EXERCISE SET:
**A.** List the section headings in the abstract on ozagrel and acetaminophen-induced liver injury.
**B.** Write out the passage of the ozagrel abstract starting with "We demonstrate that" and going on through "APAP-induced liver injury.".

*** EXTRACTED TEXT ***

Published: 30 January 2013

Abstract

Background

Overdosed acetaminophen (paracetamol, N-acetyl-p-aminophenol; APAP) causes severe liver injury. We examined the effects of ozagrel, a selective thromboxane A2 (TXA2) synthase inhibitor, on liver injury induced by APAP overdose in mice.

Methods

Hepatotoxicity was induced to ICR male mice by an intraperitoneal injection with APAP (330 mg/kg). The effects of ozagrel (200 mg/kg) treatment 30 min after the APAP injection were evaluated with mortality, serum alanine aminotransferase (ALT) levels and hepatic changes, including histopathology, DNA fragmentation, mRNA expression and total glutathione contents. The impact of ozagrel (0.001-1 mg/mL) on cytochrome P450 2E1 (CYP2E1) activity in mouse hepatic microsome was examined. RLC-16 cells, a rat hepatocytes cell line, were exposed to 0.25 mM N-acetyl-p-benzoquinone imine (NAPQI), a hepatotoxic metabolite of APAP. In this model, the cytoprotective effects of ozagrel (1–100 muM) were evaluated by the WST-1 cell viability assay.

Results

Ozagel treatment significantly attenuated higher mortality, elevated serum alanine aminotransferase levels, excessive hepatic centrilobular necrosis, hemorrhaging and DNA fragmentation, as well as increase in plasma 2,3-dinor thromboxane B2 levels induced by APAP injection. Ozagrel also inhibited the hepatic expression of cell death-related mRNAs induced by APAP, such as jun oncogene, FBJ osteosarcoma oncogene (fos) and C/EBP homologous protein (chop), but did not suppress B-cell lymphoma 2-like protein11 (bim) expression and hepatic total glutathione depletion. These results show ozagrel can inhibit not all hepatic changes but can reduce the hepatic necrosis. Ozagrel had little impact on CYP2E1 activity involving the NAPQI production. In addition, ozagrel significantly attenuated cell injury induced by NAPQI in RLC-16.

Conclusions

We demonstrate that the TXA2 synthase inhibitor, ozagrel, dramatically alleviates liver injury induced by APAP in mice, and suggest that it is a promising therapeutic candidate for the treatment of APAP-induced liver injury.

*** End of EXTRACTED TEXT ***
*** DATA FOR ANALYSIS ***

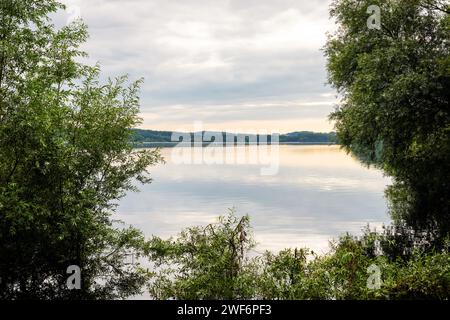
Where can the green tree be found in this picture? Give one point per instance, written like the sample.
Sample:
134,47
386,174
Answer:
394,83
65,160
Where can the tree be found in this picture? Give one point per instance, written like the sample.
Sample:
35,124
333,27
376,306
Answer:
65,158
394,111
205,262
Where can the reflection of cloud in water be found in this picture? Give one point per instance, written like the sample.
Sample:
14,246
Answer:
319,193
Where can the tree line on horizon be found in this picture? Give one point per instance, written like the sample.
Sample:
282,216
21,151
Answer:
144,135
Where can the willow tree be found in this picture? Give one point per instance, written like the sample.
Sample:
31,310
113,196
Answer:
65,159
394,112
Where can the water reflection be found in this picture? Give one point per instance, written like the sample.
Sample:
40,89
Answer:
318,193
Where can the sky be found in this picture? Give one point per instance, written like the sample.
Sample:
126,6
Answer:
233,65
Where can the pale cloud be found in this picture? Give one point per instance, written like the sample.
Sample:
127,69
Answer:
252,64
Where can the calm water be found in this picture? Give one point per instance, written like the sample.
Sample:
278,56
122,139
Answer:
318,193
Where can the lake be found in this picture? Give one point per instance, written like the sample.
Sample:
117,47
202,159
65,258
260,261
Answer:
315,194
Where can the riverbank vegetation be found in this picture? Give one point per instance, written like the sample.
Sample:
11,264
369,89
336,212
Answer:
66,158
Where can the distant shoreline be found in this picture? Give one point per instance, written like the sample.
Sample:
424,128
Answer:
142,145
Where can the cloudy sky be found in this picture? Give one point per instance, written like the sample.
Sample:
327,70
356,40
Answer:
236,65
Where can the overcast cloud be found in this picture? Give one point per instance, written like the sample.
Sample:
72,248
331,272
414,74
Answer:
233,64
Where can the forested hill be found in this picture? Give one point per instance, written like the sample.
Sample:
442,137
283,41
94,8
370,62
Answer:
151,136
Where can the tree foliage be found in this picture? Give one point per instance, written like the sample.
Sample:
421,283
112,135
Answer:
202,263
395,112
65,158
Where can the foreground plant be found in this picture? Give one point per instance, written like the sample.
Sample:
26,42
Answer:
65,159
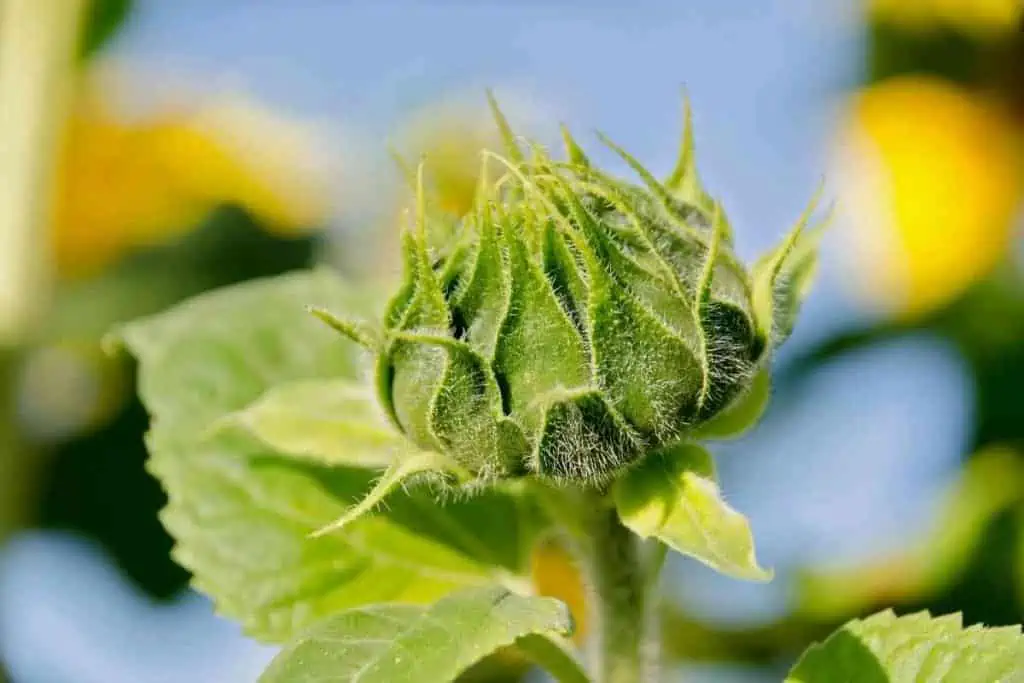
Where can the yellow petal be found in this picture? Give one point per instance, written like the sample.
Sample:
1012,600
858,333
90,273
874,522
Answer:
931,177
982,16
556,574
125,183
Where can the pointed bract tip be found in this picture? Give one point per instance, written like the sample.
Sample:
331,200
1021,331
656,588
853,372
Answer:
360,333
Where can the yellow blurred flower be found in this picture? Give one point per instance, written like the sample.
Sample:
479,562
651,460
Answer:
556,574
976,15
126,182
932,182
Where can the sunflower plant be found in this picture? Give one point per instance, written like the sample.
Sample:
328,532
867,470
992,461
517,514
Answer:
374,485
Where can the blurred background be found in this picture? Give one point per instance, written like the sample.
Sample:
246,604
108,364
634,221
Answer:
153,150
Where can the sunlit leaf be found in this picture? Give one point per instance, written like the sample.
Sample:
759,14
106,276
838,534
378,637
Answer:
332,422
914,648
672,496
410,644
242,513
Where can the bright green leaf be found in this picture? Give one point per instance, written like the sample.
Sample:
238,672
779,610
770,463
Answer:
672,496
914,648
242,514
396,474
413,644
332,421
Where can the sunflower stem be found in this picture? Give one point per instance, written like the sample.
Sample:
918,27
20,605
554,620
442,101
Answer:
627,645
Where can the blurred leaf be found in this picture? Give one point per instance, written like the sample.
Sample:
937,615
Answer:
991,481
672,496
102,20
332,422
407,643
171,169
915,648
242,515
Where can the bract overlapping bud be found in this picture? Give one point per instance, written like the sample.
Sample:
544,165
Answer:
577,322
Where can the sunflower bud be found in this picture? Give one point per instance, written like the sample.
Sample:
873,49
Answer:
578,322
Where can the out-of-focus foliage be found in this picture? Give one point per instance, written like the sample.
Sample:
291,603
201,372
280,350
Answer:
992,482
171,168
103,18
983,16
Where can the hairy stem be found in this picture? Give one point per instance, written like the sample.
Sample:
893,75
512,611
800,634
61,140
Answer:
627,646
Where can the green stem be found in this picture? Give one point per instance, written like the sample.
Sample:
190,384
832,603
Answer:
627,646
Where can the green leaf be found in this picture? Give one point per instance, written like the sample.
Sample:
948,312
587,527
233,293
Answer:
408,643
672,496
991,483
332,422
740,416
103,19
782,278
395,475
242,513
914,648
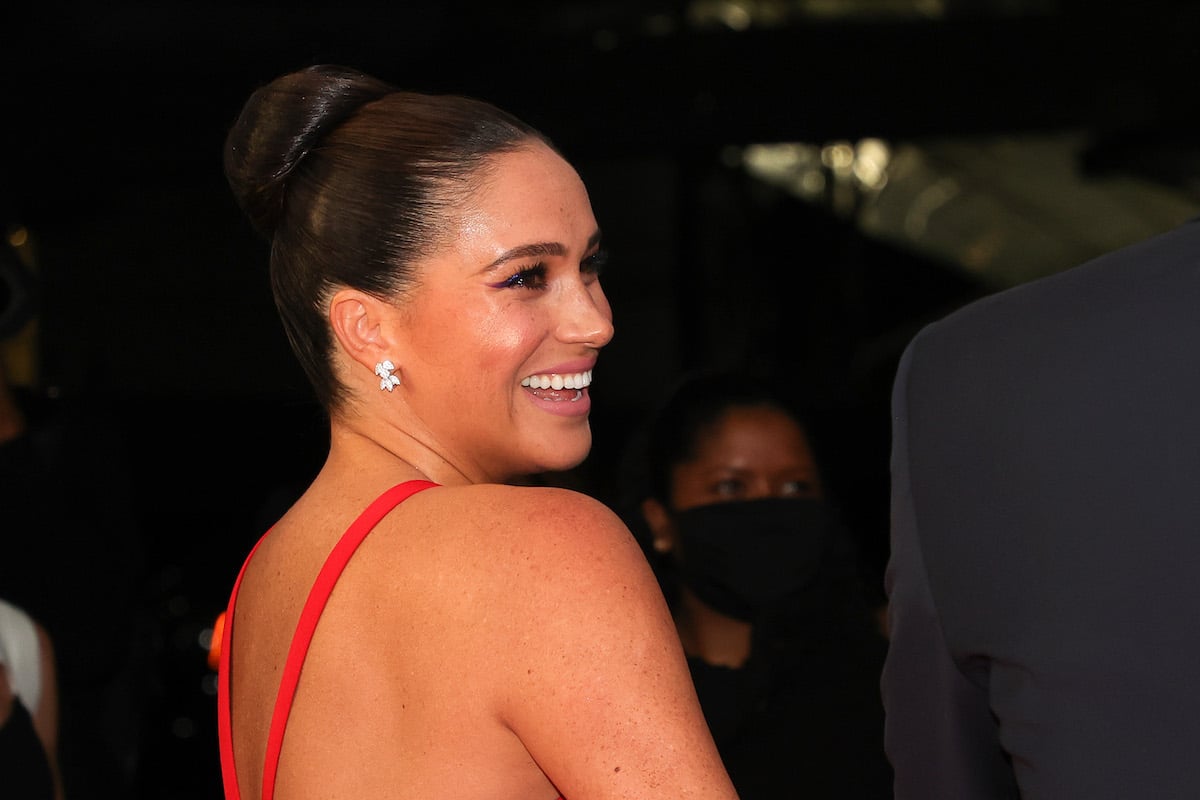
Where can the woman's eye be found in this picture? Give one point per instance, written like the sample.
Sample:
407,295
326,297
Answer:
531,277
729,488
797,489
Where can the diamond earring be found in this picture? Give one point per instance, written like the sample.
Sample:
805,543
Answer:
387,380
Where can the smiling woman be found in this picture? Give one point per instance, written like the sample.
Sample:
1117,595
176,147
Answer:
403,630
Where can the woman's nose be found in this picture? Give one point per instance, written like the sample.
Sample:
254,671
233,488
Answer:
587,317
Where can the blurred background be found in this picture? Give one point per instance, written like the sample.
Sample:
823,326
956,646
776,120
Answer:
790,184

*** End of DATA FOR ANALYSIS ***
*** DATA FOR ANALYSIS ***

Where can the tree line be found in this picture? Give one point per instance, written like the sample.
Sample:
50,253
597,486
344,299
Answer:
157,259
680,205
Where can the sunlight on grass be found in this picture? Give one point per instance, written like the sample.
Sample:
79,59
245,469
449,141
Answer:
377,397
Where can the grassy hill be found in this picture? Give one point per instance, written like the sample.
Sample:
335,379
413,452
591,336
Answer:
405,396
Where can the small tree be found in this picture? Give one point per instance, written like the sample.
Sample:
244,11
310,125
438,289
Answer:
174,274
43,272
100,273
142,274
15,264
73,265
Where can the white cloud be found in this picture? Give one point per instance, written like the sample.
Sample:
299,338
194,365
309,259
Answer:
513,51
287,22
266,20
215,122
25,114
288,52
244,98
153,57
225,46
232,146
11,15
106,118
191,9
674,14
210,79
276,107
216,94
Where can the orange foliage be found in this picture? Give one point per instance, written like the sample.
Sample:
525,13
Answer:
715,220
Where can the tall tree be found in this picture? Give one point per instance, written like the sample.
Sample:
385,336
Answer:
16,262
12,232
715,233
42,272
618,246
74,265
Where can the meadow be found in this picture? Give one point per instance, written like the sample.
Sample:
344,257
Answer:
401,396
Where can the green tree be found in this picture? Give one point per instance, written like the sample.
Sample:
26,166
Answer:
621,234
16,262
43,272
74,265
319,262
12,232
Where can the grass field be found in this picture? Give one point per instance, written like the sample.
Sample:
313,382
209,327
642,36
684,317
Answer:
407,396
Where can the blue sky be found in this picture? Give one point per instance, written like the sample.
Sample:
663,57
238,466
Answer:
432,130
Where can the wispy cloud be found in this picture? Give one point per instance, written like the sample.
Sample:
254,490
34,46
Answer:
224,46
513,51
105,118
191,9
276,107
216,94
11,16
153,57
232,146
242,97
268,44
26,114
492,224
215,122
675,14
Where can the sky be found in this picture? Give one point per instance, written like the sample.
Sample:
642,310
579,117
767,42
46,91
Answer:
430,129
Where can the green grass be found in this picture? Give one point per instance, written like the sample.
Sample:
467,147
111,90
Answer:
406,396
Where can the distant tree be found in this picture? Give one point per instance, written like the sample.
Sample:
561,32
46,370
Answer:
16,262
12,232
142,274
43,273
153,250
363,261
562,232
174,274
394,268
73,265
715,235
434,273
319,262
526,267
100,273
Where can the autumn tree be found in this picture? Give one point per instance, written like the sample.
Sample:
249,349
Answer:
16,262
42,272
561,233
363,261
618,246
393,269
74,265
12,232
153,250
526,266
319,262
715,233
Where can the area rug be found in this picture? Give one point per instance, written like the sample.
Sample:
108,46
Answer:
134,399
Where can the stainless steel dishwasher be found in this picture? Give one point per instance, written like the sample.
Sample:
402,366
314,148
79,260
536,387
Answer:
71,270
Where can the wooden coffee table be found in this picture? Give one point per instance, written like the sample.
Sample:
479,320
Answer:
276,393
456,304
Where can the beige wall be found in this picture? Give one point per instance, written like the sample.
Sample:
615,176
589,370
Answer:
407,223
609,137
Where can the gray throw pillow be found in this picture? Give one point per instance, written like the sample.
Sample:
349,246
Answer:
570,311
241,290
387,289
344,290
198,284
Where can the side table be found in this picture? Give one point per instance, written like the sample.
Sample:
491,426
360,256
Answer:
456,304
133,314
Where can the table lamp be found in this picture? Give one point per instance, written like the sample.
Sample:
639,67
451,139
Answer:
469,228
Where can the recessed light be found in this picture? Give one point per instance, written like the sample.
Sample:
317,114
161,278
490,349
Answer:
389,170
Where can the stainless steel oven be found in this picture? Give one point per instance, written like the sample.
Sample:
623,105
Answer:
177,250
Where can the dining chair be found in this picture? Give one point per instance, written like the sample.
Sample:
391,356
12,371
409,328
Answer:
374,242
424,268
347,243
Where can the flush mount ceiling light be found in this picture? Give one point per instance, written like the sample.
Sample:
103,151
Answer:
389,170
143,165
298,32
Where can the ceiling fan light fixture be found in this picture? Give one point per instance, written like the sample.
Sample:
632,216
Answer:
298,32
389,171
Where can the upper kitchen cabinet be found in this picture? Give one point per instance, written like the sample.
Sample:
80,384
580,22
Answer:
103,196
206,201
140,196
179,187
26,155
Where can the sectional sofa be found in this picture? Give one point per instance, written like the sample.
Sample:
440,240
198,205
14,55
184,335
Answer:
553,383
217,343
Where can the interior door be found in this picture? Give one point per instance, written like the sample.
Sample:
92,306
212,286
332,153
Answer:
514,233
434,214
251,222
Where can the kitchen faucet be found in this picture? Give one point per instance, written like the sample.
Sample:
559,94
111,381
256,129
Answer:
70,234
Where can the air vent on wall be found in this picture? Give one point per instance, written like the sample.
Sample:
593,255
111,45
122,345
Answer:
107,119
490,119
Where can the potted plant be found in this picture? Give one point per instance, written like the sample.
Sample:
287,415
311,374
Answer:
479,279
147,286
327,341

*** End of DATA FOR ANALYSIS ***
*** DATA FOR ANALYSIS ***

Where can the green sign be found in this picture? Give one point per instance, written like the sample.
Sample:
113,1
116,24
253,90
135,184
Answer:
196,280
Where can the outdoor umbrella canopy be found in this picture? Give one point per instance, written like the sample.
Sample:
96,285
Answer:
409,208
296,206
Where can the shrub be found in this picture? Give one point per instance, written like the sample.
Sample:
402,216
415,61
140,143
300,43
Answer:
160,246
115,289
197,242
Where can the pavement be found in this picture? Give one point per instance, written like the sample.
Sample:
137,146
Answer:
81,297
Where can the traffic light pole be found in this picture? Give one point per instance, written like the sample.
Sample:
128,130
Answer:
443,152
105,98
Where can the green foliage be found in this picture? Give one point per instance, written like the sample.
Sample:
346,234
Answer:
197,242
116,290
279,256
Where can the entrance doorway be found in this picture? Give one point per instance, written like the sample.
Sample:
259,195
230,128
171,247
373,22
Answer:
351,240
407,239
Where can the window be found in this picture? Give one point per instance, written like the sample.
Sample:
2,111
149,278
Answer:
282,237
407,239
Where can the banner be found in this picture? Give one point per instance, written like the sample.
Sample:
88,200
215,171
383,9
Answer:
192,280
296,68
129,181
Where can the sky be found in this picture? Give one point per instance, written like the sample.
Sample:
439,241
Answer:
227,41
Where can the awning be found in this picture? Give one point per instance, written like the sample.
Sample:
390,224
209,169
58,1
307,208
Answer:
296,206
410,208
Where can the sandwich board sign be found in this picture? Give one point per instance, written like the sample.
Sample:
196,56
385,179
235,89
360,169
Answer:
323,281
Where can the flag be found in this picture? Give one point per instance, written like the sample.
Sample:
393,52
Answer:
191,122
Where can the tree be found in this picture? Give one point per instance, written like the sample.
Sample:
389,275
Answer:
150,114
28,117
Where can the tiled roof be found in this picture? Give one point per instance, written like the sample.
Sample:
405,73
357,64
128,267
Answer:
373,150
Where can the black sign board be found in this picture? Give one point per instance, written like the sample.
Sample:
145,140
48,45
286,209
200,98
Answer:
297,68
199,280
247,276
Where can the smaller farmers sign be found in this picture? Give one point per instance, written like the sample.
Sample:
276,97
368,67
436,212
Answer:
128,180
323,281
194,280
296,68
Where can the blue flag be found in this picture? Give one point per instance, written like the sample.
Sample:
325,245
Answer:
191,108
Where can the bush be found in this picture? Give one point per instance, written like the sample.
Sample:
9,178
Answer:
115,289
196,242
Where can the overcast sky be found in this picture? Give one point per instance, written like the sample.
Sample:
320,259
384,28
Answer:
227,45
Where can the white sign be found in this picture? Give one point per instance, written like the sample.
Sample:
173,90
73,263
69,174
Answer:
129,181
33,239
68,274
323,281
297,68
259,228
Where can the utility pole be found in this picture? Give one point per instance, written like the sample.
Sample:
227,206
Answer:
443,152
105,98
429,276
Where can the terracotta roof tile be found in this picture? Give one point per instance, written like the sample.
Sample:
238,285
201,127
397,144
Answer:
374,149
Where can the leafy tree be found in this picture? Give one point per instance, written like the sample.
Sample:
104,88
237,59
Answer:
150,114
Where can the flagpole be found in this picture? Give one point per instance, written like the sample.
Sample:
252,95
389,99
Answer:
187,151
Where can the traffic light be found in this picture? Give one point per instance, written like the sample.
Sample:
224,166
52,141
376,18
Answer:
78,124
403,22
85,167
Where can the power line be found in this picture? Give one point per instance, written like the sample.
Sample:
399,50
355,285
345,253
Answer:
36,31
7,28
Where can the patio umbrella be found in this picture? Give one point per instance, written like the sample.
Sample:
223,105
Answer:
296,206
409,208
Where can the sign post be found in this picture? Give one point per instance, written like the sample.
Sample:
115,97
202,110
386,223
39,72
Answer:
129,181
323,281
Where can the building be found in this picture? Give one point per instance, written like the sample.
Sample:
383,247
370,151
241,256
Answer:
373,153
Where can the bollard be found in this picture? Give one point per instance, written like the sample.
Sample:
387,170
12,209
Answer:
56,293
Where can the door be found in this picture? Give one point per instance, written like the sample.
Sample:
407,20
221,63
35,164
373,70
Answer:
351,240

*** End of DATA FOR ANALYSIS ***

EXPECTED RESPONSES:
**A.**
Background
Methods
Results
Conclusions

**B.**
We demonstrate that the TXA2 synthase inhibitor, ozagrel, dramatically alleviates liver injury induced by APAP in mice, and suggest that it is a promising therapeutic candidate for the treatment of APAP-induced liver injury.